--- Start of Text to read ---

I had a friend that just went through the same thing two years ago when some whacko on a jet ski slammed into the forward quarter of his 30T-Catalina. The jet ski punched a 4-foot hole in the hull, the insurance company claimed the boat was a total loss, paid him $27,000 for the boat and walked away. His boat had an assessed value of $45,000, but that didn't count when it came to the insurance company--they could have cared less. After a year of looking for another boat, he settled on a 32.5-Morgan that was a few years older, but in great shape. He wheeled and dealed and managed to get a great price on the Morgan, but he said he would rather had the Catalina instead.

The irony of all this is the guy that slammed into his boat with the jet ski purchased the Catalina from the insurance company for about $4,000, patched up the hole, and the boat is still berthed at the same marina. I've never seen it sailing, but I guess the new owner uses it once in a while.

My suggestion for insurance is to go with the company that charges the lowest premium--they all a bunch of crooks!

Gary


----------



## joethecobbler (Apr 10, 2007)

A common story, gary.
On another sight I read a posting saying all cruisers are essentially self insured.
My eyes widened as the poster explained self insured to him meant having and using proper ground tackle and learning and understanding the trade of voyaging under sail.
An excelent explanation .
Another approch was that you need only insure that which you cannot afford to replace.
It therefore makes sense that "budget minded" cruises/adventurers often do not /will not purchase insurance . due in part to there financial standing and in part to the fact that often the areas they choose to cruise are often excluded in coverage. Add that to the previous "self insurance" and it becomes clear why their is a difference between casual sailors/boaters and those with the "go now - go small - see it all " approach.

--- End of Text to read ---
--- Start of Dataset extract ---

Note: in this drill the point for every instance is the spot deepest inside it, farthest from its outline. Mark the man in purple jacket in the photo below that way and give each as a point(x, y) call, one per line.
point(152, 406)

--- End of Dataset extract ---

● Stated task
Please answer from the boat insurance thread: how much did the jet ski rider pay the insurance company for the damaged Catalina?

● Written response
About $4,000.